◆ TASK:
Filter the listing for lines containing "shoreline".

◆ DATA FOR ANALYSIS:
================================
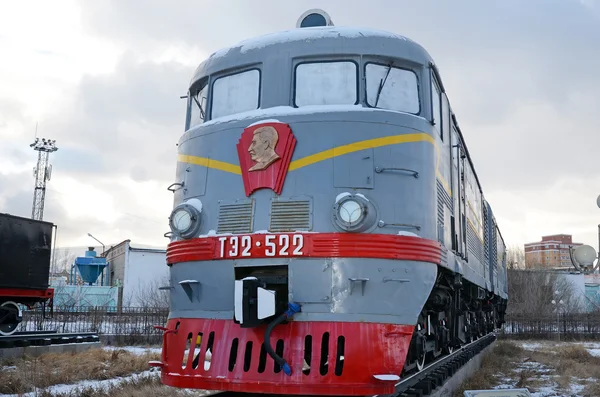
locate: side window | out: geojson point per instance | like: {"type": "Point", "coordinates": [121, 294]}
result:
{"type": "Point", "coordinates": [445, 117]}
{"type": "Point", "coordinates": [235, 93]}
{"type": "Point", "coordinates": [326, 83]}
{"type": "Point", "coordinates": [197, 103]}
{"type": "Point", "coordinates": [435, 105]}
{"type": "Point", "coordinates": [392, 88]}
================================
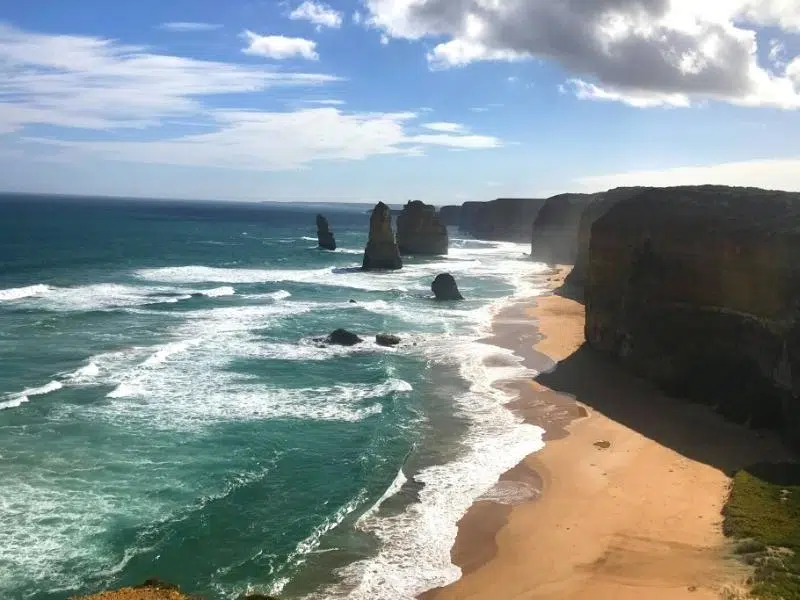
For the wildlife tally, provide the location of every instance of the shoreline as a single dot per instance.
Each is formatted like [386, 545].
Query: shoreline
================================
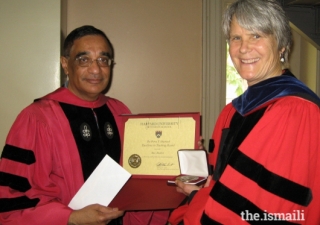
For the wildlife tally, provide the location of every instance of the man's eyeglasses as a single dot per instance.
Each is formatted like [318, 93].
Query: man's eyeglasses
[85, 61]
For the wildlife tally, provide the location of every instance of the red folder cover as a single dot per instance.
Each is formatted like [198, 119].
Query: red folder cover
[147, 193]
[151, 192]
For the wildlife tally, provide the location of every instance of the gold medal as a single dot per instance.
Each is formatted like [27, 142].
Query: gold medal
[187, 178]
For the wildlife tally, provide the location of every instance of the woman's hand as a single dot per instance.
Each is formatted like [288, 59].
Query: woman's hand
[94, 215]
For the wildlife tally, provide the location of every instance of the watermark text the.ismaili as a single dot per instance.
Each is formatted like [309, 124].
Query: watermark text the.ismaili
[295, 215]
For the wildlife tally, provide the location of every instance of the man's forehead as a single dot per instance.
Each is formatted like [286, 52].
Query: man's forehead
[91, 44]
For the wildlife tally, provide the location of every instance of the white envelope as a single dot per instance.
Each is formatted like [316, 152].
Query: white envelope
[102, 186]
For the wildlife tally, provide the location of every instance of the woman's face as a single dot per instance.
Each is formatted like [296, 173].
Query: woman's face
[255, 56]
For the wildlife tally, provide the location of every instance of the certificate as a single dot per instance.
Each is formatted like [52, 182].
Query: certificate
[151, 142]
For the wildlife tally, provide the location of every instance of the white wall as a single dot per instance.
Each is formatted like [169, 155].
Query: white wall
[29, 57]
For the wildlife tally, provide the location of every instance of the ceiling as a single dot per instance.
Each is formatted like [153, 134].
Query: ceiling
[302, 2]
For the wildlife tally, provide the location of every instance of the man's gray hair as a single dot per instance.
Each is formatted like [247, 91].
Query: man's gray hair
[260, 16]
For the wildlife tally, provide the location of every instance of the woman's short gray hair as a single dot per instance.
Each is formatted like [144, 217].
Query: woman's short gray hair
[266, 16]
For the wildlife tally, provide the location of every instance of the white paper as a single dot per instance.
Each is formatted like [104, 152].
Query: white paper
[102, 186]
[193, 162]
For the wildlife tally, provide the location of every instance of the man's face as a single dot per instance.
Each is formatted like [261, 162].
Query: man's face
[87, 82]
================================
◆ EXERCISE SOLUTION:
For the wildlife tally, provide the location of every instance of the shoreline as a single dot per instance.
Query: shoreline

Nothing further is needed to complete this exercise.